CAMINATAS MELANCÓLICAS DE GAUTIER
POR LOS SUBURBIOS
Théophile Gautier, poeta, crítico, novelista, escritor, era compañero de bachillerato de Nerval. Juntos pasaron la juventud, fueron admiradores del romanticismo de Hugo al mismo tiempo, durante una época vivieron muy cerca el uno del otro en París y nunca perdieron la amistad. Pocos días antes de suicidarse, Nerval visitó a Gautier y, cuando se mató colgándose de una farola, su amigo escribió un conmovedor artículo sobre Nerval.
Dos años antes de aquello (es decir, nueve años después del viaje al Oriente de Nerval y exactamente cien antes de mi nacimiento), en el año 1852, los acontecimientos que más tarde conducirían a un acercamiento de Inglaterra, Francia y el Imperio otomano en contra de Rusia y que llevarían a la guerra de Crimea habían vuelto a convertir en atractivos los viajes por Oriente para los lectores franceses. En los días en que Nerval fantaseaba con la idea de un segundo viaje, fue Gautier quien vino a Estambul. La generalización y la velocidad de los barcos de vapor habían reducido el trayecto París-Estambul a once días. Gautier permaneció setenta días en la ciudad y primero publicó por entregas sus impresiones en el periódico para el que trabajaba e inmediatamente después recopiló sus artículos en un libro titulado Constantinopla. Aquel grueso volumen, que se tradujo a multitud de lenguas y se hizo muy popular, es el mejor de los libros escritos sobre Estambul en el siglo XIX, después del Constantinopoli que el italiano Edmondo De Amicis publicaría veinticinco años más tarde en Milán.
Las notas de viaje de Gautier son más expertas, organizadas y fluidas que las de su amigo Nerval. Esto se debe a que, siendo folletinista y dedicándose al periodismo artístico-cultural y a las novelas por entregas, las escribía con la premura y la preocupación por entretener de quien sabe que tiene que entregar un escrito diario al periódico (en cierta ocasión, compara esa situación suya de tener que inventarse una historia cada noche a la de Sherezade). Algo, precisamente, por lo que le criticó Flaubert. Pero estas insuficiencias de periodista —si dejamos de lado los habituales tópicos y estereotipos de sultán-mujeres-cementerios— son las que convierten su libro sobre Estambul en un gran reportaje sobre la ciudad. Lo importante de este reportaje para los hombres que, como Yahya Kemal y Tanpınar, desarrollaron una imagen de Estambul para los estambulíes, es que, si por un lado Gautier se comporta como un hábil periodista, por otro ignora el consejo de su amigo Nerval, hace justo lo contrario y se introduce «entre los bastidores» de la ciudad, se sumerge en los suburbios, las ruinas, los callejones sucios y oscuros y así es el primero que le hace sentir al lector que el Estambul remoto y pobre es tan importante como el paisaje turístico.

MATERIAL DE TRABAJO ->
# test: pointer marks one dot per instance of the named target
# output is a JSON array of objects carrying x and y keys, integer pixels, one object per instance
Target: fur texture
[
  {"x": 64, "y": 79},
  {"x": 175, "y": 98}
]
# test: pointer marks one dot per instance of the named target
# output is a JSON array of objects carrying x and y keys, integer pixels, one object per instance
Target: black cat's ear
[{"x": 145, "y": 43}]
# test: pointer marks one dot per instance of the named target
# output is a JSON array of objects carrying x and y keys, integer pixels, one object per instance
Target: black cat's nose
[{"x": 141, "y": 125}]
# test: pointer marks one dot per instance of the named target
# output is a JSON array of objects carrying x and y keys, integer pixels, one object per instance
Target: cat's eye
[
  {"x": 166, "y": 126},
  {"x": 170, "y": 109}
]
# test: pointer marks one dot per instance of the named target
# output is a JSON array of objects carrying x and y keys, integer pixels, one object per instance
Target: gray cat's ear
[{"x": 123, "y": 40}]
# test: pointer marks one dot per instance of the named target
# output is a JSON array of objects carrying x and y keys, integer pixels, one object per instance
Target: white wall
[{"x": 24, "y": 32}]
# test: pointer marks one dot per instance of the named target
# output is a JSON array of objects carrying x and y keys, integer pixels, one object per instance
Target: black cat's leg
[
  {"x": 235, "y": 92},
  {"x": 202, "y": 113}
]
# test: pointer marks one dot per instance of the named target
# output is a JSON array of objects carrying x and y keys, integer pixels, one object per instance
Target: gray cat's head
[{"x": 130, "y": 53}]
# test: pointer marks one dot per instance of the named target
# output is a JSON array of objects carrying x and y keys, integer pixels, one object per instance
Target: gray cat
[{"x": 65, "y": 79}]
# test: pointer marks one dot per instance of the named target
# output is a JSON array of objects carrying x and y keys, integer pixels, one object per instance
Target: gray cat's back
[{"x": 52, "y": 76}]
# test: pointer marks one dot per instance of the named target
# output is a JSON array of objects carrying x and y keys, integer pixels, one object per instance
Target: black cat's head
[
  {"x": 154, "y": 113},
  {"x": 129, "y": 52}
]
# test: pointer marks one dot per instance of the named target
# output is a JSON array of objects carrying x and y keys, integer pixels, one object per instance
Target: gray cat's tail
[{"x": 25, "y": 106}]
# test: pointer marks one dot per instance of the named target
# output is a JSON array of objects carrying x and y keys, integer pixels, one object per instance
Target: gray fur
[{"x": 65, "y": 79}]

PARTES DEL EJERCICIO ->
• a. Según el texto sobre Gautier, ¿qué potencias acabarían acercándose en contra de Rusia? Nómbralas todas.
• b. Indica cada línea de las filas que contenga la palabra "gray" y cópiala completa. Se distinguen mayúsculas y minúsculas.

RESPUESTAS COMPLETAS ->
• a. Inglaterra, Francia y el Imperio otomano.

• b.
Target: gray cat's ear
Target: gray cat's head
Target: gray cat
Target: gray cat's back
Target: gray cat's tail
Target: gray fur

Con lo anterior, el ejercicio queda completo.